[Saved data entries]
* * * * *

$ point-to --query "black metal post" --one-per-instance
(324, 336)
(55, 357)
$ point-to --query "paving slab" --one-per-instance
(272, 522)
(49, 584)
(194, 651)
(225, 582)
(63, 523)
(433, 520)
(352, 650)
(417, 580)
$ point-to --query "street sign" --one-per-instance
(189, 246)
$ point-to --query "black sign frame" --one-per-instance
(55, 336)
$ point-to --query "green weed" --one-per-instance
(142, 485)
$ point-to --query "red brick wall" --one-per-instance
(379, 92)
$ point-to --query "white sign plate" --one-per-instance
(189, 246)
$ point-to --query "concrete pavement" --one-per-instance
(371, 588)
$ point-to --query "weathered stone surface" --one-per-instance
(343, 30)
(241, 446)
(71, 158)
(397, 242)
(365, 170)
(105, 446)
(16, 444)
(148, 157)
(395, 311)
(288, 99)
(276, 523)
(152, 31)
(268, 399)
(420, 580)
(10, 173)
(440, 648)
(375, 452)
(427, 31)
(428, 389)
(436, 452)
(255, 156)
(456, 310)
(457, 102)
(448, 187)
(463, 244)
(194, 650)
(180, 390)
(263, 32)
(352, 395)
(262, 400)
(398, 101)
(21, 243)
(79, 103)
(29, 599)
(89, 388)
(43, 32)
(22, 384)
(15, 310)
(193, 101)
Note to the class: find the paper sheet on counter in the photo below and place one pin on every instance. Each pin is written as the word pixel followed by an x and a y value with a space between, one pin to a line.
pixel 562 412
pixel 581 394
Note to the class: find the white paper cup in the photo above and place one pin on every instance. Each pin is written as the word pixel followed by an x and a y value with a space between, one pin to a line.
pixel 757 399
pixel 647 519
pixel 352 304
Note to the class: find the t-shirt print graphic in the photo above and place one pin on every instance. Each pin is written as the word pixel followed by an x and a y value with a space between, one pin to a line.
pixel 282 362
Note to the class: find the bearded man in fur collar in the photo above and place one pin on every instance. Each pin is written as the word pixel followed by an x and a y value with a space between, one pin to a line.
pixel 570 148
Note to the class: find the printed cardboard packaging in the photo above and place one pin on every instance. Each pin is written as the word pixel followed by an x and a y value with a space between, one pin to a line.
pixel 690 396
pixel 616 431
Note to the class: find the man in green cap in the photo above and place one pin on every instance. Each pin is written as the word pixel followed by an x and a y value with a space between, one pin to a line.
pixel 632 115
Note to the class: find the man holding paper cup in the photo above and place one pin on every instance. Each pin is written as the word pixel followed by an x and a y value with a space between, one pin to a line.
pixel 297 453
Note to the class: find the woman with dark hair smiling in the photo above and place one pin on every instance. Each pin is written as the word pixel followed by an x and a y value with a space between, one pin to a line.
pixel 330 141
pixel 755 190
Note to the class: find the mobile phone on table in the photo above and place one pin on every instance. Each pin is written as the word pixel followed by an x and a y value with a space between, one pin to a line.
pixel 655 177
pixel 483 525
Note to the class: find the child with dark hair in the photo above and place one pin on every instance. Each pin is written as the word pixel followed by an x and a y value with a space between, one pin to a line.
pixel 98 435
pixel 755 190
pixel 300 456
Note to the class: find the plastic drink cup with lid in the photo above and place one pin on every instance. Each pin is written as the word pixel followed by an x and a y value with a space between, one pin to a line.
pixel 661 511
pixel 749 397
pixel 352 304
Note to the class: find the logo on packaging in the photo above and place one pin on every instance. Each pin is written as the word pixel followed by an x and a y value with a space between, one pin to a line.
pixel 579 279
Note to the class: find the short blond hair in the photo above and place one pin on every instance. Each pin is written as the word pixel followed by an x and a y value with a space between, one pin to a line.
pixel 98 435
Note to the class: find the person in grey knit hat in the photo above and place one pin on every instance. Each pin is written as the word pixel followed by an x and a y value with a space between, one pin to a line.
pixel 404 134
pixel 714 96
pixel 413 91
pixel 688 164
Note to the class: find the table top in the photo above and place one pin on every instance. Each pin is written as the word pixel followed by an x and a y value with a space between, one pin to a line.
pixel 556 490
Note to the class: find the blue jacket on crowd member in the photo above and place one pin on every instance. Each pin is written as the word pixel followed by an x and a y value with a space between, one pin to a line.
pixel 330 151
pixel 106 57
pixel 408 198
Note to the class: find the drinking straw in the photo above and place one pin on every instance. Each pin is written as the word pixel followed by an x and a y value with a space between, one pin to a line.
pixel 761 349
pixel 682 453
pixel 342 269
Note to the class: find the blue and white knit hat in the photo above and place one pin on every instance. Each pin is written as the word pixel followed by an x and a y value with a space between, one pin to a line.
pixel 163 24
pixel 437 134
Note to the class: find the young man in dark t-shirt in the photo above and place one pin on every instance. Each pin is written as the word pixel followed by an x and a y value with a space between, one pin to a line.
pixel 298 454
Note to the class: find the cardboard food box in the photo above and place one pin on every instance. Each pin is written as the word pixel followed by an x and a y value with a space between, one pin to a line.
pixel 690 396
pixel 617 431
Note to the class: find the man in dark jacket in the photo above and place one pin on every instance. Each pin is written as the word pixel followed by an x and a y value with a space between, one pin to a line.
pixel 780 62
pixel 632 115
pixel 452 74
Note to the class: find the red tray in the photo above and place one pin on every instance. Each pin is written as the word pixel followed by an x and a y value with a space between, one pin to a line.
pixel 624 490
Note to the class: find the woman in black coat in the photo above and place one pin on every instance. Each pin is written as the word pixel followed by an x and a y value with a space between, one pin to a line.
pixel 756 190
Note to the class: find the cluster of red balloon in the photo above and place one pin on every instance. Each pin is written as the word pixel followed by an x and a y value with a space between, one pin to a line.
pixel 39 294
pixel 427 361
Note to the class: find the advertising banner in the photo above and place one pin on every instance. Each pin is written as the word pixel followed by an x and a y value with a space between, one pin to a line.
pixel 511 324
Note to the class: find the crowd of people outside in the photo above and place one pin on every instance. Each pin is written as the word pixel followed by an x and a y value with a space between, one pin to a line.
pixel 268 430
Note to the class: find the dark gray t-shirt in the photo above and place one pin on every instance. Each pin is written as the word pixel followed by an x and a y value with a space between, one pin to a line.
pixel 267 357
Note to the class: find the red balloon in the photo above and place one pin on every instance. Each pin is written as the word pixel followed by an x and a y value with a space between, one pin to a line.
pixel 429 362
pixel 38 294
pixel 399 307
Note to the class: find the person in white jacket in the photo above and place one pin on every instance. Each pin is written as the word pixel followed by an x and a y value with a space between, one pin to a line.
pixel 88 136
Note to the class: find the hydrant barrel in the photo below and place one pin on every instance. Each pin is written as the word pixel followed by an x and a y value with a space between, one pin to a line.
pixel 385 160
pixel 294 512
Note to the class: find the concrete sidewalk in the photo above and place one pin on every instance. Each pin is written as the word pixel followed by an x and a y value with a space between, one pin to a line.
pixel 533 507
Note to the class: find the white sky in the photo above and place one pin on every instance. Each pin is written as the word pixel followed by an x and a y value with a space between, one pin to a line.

* * * * *

=== What is expected ===
All of the records above need to be copied exactly.

=== Exercise response ===
$ point-to --query "black metal post" --one-per-instance
(324, 336)
(55, 357)
$ point-to --query "paving slab" --one-per-instance
(272, 522)
(49, 584)
(194, 651)
(225, 582)
(63, 523)
(433, 520)
(352, 650)
(417, 580)
$ point-to --query "street sign" --one-per-instance
(189, 246)
$ point-to --query "black sign frame" --one-per-instance
(55, 336)
$ point-to --query "green weed" --one-per-instance
(142, 485)
$ point-to --query "red brick wall" --one-per-instance
(379, 92)
$ point-to --query "white sign plate" --one-per-instance
(189, 246)
$ point-to --query "concrete pavement" --one-per-instance
(371, 588)
$ point-to --query "weathered stone surface" --one-per-instance
(343, 30)
(241, 446)
(71, 158)
(397, 242)
(365, 170)
(105, 446)
(16, 444)
(148, 157)
(395, 311)
(288, 99)
(276, 523)
(152, 31)
(268, 399)
(420, 580)
(10, 173)
(440, 648)
(375, 452)
(427, 31)
(428, 389)
(436, 452)
(255, 156)
(456, 310)
(457, 102)
(448, 187)
(463, 244)
(194, 650)
(180, 390)
(263, 32)
(352, 395)
(262, 400)
(398, 101)
(21, 243)
(79, 103)
(29, 599)
(89, 388)
(43, 32)
(22, 384)
(15, 310)
(193, 101)
Note to the class: find the paper sheet on counter in the photo below and place one pin on every instance. Each pin is written as the word pixel followed by an x and a y value with a space between, one pin to a line.
pixel 562 412
pixel 581 394
Note to the class: find the white paper cup in the photo above and place one pin on every instance. Each pin is written as the word pixel followed by an x and a y value with a space between, one pin to a line.
pixel 757 399
pixel 647 519
pixel 352 304
Note to the class: find the t-shirt print graphic in the photo above and place one pin on every instance. Each pin is written as the word pixel followed by an x and a y value with a space between, one pin to a line.
pixel 282 362
Note to the class: find the bearded man in fur collar in the photo above and place one pin on every instance. Each pin is written as the word pixel followed by an x and a y value with a space between, one pin to a line.
pixel 570 148
Note to the class: find the printed cardboard packaging in the photo above and place one pin on every instance. Each pin is written as the word pixel followed by an x and a y value with a space between, one pin to a line.
pixel 690 396
pixel 616 431
Note to the class: find the man in green cap in the photo above and place one pin on every instance. Each pin is written as the word pixel followed by an x and a y value with a space between, one pin to a line.
pixel 632 115
Note to the class: find the man holding paper cup in the photo above and place one pin on every instance. Each pin is written as the word pixel followed by an x and a y value with a space between, one pin to a line.
pixel 297 453
Note to the class: find the woman with dark hair smiling in the photo above and place one pin on every instance. Each pin is written as the word pixel followed by an x and a y value with a space between, one pin to a line.
pixel 330 141
pixel 755 190
Note to the class: find the mobile phone on table in the photo above and place one pin on every instance. Each pin is written as the word pixel followed by an x and a y value with a space between, one pin to a line.
pixel 655 177
pixel 483 525
Note to the class: find the child with dark hair in the photo above and place one pin on every instance. Each pin is written as the word pixel followed by an x and a y value with a space between, one pin to a line.
pixel 98 435
pixel 755 190
pixel 300 456
Note to the class: find the plastic drink cup with lid in the photo above and place one pin on every instance. Each pin is written as the word pixel followed by an x and a y value with a space between, one pin to a line.
pixel 661 511
pixel 749 397
pixel 352 304
Note to the class: find the logo on packaging in the photo above and place one pin on every instance. Each pin is written as the word pixel followed by an x and a y value with a space between, one pin to a line.
pixel 579 279
Note to the class: find the short blond hair in the photo above and place one pin on every instance. Each pin is written as the word pixel followed by an x and a y value with a space between, one pin to a line.
pixel 98 435
Note to the class: find the person in grey knit hat in the photo above and place one pin on every instance. Each pin is written as the word pixel followed by an x and a y value with a space between, one pin to a line.
pixel 404 134
pixel 714 96
pixel 413 91
pixel 688 164
Note to the class: find the table top in the photo above and place one pin on every instance. Each pin is written as the word pixel followed by an x and a y value with a space between, one pin to a line.
pixel 556 490
Note to the class: find the blue jacket on crowd member in the photo above and place one pin on every instance. Each pin is written as the word pixel followed by an x and a y value with a space between, one pin to a line.
pixel 330 151
pixel 106 57
pixel 408 198
Note to the class: find the drinking straw in the photo above and place one pin on every instance. Each pin is written as the word pixel followed by an x and a y value with a space between, one pin to a line.
pixel 761 349
pixel 682 453
pixel 342 269
Note to the class: find the blue and white knit hat in the photo above and place one pin on every instance. Each pin is written as the word pixel followed by an x and a y value with a space between, one pin to a line.
pixel 163 24
pixel 437 134
Note to the class: find the young man in dark t-shirt in the photo above and place one pin on every instance. Each pin is written as the word pixel followed by an x and a y value with a space between, one pin to a line.
pixel 298 454
Note to the class: find the cardboard food box in the photo above and place one pin on every instance. Each pin is written as the word pixel followed by an x and a y value with a space between, one pin to a line.
pixel 690 396
pixel 617 431
Note to the class: find the man in dark jacket in the photo above and place one pin on every instance. Each pin is written as the word pixel followed by an x and a y value with a space between, one pin to a line.
pixel 780 62
pixel 632 115
pixel 452 74
Note to the class: find the red tray in the photo above and place one pin on every instance. Each pin is written as the word pixel followed by an x and a y value with a space between, one pin to a line.
pixel 624 490
Note to the class: find the woman in black coat in the photo above and place one pin on every instance. Each pin is written as the word pixel followed by an x and a y value with a space between, one pin to a line.
pixel 756 190
Note to the class: find the cluster of red balloon in the photo above and place one pin on every instance. Each pin is written as the word pixel followed by an x and a y value with a space between, one pin to a line.
pixel 39 294
pixel 427 361
Note to the class: find the advertising banner in the photo above and place one pin on every instance. Each pin is written as the word pixel followed by an x and a y value with a space between, one pin to a line.
pixel 511 324
Note to the class: find the crowd of people outside in the photo above and place one pin on every instance. Each pin is written as the word pixel followed by an x and a y value with a space between, one pin to a line.
pixel 268 430
Note to the class: find the dark gray t-shirt in the photo above and place one pin on every instance. Each pin is written as the word pixel followed by an x and a y value with a space between, one pin to a line.
pixel 267 357
Note to the class: find the red balloon in the photo above and place one pin on every instance. Each pin is written as the word pixel followed by an x and a y value with a space between, one pin to a line.
pixel 429 362
pixel 38 294
pixel 399 307
Note to the class: find the person in white jacket in the photo above and place one pin on every instance. Each pin is written as the word pixel followed by an x and a y value with a space between, one pin to a line.
pixel 88 136
Note to the class: find the hydrant barrel in the photo below and place one pin on every instance. Each pin is written as the word pixel followed by an x and a y value with a space between, one pin to a line.
pixel 385 160
pixel 294 512
Note to the class: find the concrete sidewalk in the photo above and place one pin on every instance. Each pin is written as the word pixel followed by an x and a y value with a space between, one pin to a line.
pixel 533 507
Note to the class: find the white sky in the photo above and place one pin on every instance. Each pin is written as the word pixel followed by an x and a y value with a space between, one pin to a line.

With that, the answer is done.